Problem requirements:
Quote everything from the start of the entries below down through the line containing "190 112 L 191", including that line.

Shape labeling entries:
——————
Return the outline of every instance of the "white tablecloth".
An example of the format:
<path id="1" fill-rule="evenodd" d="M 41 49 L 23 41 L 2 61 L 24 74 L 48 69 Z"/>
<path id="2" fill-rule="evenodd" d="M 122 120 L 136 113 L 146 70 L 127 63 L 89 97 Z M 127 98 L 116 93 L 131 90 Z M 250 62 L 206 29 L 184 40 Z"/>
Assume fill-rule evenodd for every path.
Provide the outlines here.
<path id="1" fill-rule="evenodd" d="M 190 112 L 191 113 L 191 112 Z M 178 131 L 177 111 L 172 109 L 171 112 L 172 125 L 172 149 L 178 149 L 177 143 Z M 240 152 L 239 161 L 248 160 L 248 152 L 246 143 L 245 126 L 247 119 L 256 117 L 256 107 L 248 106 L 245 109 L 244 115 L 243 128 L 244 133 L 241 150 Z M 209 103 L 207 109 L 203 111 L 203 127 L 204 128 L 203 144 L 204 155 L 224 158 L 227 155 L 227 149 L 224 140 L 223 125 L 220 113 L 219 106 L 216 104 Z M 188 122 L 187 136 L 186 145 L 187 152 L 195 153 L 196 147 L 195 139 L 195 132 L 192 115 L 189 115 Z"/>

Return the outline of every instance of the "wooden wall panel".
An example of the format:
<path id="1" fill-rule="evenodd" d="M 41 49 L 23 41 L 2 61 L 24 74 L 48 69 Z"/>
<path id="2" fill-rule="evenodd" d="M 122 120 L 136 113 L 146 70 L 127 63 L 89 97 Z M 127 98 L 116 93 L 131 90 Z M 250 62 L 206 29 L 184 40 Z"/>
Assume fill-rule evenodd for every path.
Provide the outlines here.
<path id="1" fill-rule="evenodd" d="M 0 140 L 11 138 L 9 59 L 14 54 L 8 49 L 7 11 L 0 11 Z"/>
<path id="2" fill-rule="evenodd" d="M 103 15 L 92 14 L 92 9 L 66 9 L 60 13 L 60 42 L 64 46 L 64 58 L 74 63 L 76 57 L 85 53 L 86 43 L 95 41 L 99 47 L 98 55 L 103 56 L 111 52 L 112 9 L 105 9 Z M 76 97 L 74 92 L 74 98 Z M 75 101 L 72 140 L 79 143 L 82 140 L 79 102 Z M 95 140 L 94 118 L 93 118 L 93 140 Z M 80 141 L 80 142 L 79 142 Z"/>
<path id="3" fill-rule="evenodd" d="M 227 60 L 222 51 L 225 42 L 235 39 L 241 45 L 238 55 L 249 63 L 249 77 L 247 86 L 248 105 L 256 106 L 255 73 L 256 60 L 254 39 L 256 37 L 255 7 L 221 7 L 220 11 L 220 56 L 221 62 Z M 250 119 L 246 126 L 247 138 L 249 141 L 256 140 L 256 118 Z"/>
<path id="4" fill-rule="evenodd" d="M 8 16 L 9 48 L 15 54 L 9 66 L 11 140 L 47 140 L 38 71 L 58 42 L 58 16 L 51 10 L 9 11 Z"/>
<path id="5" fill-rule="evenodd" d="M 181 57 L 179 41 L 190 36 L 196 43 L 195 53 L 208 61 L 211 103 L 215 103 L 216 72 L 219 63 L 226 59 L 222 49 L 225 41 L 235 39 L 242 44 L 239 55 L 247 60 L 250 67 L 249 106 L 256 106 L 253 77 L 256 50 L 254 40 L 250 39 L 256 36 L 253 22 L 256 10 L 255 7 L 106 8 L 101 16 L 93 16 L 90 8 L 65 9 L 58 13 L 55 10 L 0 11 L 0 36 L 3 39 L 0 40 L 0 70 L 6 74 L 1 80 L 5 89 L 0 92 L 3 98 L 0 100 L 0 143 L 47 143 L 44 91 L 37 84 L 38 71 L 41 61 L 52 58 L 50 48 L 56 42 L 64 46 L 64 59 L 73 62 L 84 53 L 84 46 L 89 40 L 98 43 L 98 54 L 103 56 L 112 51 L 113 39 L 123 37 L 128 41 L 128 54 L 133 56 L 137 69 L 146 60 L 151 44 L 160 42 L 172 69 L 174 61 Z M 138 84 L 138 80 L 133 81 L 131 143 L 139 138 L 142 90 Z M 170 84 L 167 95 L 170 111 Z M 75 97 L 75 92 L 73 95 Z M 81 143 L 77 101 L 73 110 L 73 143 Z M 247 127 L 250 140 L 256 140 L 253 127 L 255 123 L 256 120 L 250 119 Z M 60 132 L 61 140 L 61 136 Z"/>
——————
Exercise solution:
Return the outline of every instance of the "white tablecloth".
An example of the format:
<path id="1" fill-rule="evenodd" d="M 41 49 L 23 41 L 2 61 L 24 74 L 48 69 Z"/>
<path id="2" fill-rule="evenodd" d="M 122 120 L 136 113 L 146 70 L 127 63 L 89 97 Z M 127 98 L 116 93 L 131 90 Z M 250 62 L 206 29 L 184 40 Z"/>
Assume fill-rule evenodd for every path.
Provide the outlines here.
<path id="1" fill-rule="evenodd" d="M 190 112 L 191 113 L 191 112 Z M 178 131 L 177 111 L 172 109 L 171 112 L 172 125 L 172 149 L 178 149 L 177 143 Z M 240 152 L 239 161 L 248 160 L 248 152 L 246 143 L 245 126 L 247 119 L 256 117 L 256 107 L 248 106 L 245 109 L 244 115 L 243 128 L 244 133 L 241 150 Z M 209 103 L 207 109 L 203 111 L 203 127 L 204 128 L 203 144 L 204 155 L 224 158 L 227 155 L 227 149 L 224 140 L 223 125 L 220 113 L 219 106 L 216 104 Z M 188 122 L 187 136 L 186 145 L 187 152 L 195 153 L 196 147 L 195 139 L 195 132 L 192 115 L 189 115 Z"/>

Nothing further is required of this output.